● **WRITTEN TASKS**:
• 1. Update the ASTROIDE page from "ASTROIDE V1.0" up to and including "source code open.", replacing "Spark" with "Apache Spark".
• 2. Carry on writing the ASTROIDE page, starting right after its last line.

### TEXT PROVIDED ###

Skip to content

MBrahem/ASTROIDE

Folders and files

NameName
Last commit message
Last commit date

Latest commit

 

History

19 Commits
 
 
 
 
 
 
 
 
 
 
 
 

Repository files navigation

ASTROIDE V1.0

ASTROIDE: Astronomical In-memory Distributed Engine

ASTROIDE is a distributed data server for astronomical data. ASTROIDE introduces effective methods for efficient astronomical query execution on Spark through data partitioning with HEALPix and customized optimizer. ASTROIDE offers a simple, expressive and unified interface through ADQL, a standard language for querying databases in astronomy.

We are in the process of making our source code open.

Requirements

  • This version requires Spark 2.2.x and Hadoop 2.7+ installed .

  • Initialize an environment variable called ASTROIDE_HOME to include the directory where you cloned this repository

      $ git clone https://github.com/MBrahem/ASTROIDE
    
      $ export ASTROIDE_HOME=<path to ASTROIDE directory>
    

Example:

	$ export ASTROIDE_HOME=/home/hadoop/ASTROIDE-master/
  • Add jars in ''conf/spark-defaults.conf'' by adding these lines:

      spark.driver.extraClassPath <ASTROIDE_HOME>/libs/healpix-1.0.jar:<ASTROIDE_HOME>/libs/adql1.3.jar
    
      spark.executor.extraClassPath <ASTROIDE_HOME>/libs/healpix-1.0.jar:<ASTROIDE_HOME>/libs/adql1.3.jar
    

These libraries already exists in libs directory, for more details please refer to:

Input Data

ASTROIDE supports reading ONLY input format csv or compressed csv.

You can download example of astronomical data here or all GAIA DR1 here and put downloaded files in HDFS.

Example:

$ cd $ASTROIDE_HOME/ExampleData
$ hdfs dfs -mkdir data
$ hdfs dfs -put * data/

ASTROIDE allows users to use data whose coordinates are expressed according to the International Celestial Reference System ICRS

Other coordinate systems will be supported in future versions.

Partitioning

Partitioning is a fundamental component for parallel data processing. It reduces computer resources when only a sub-part of relevant data are involved in a query, and distributes tasks evenly when the query concerns a large number of partitions. This hence globally improves the query performances.

Partitioning is a mandatory process for executing astronomical queries efficiently in ASTROIDE.

Using ASTROIDE, partitioning is executed as follows:

$ spark-submit --class fr.uvsq.adam.astroide.executor.BuildHealpixPartitioner [ --master <master-url>  ] <astroide.jar> -fs <hdfs> [<schema>] <infile> <separator> <outfile.parquet> <partitionSize> <healpixOrder> <name_coordinates1> <name_coordinates2> <boundariesFile>

The above line can be explained as:

  • hdfs: hdfs path. For e.g. hdfs://{NameNodeHost}:8020

  • schema: text file containing the schema of input file (separator: ","). If your data already contains the schema, you can skip this option

  • infile: path to input file on HDFS where astronomical data are stored

  • separator: separator used in the input file (e.g. "," or "|")

### DATA SEGMENT ###

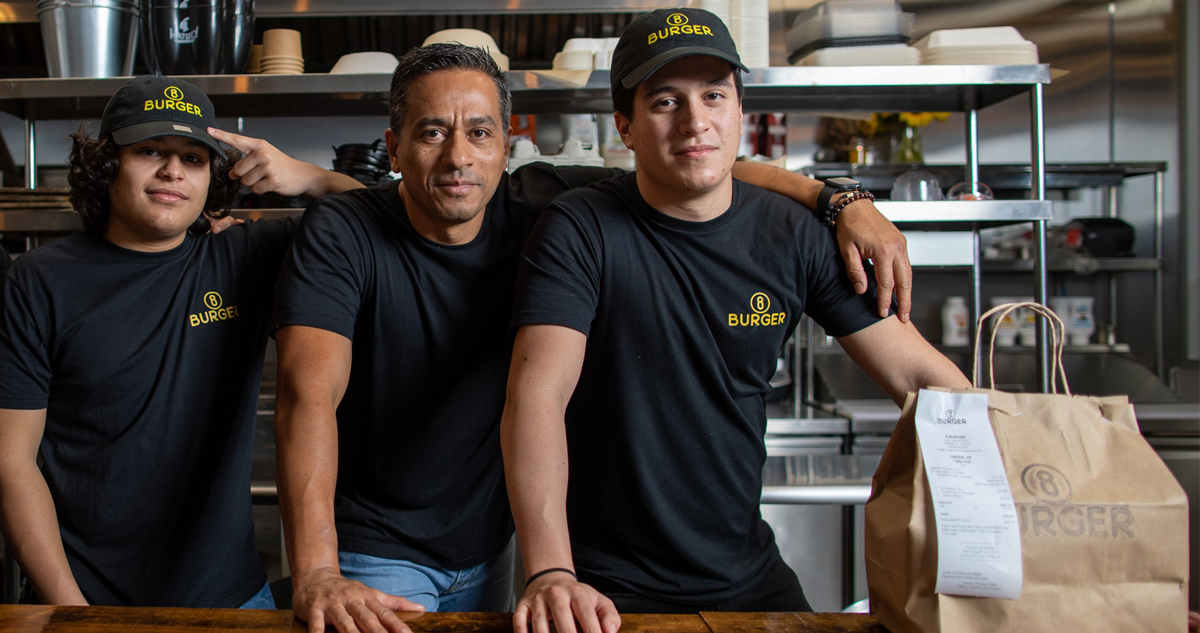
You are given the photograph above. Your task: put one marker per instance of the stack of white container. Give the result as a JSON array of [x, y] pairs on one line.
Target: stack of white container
[[852, 32], [989, 44], [586, 54], [749, 23]]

###

● **ANSWERS TO THE EXERCISE**:
• 1.
ASTROIDE V1.0

ASTROIDE: Astronomical In-memory Distributed Engine

ASTROIDE is a distributed data server for astronomical data. ASTROIDE introduces effective methods for efficient astronomical query execution on Apache Spark through data partitioning with HEALPix and customized optimizer. ASTROIDE offers a simple, expressive and unified interface through ADQL, a standard language for querying databases in astronomy.

We are in the process of making our source code open.

• 2.
  • outfile: path to output parquet file on HDFS where astronomical data will be stored after partitioning

  • partitionSize: approximate partition size in MB(recommended 256MB)

  • healpixOrder: the value of healpix order to use (recommended value 12)

  • name_coordinates1: attribute name of the first spherical coordinates (usually ra)

  • name_coordinates2: attribute name of the second spherical coordinates (usually dec)

  • boundariesFile: a text file where ASTROIDE will save the metadata (ranges of partitions) Please precise a path to a local file on your master node.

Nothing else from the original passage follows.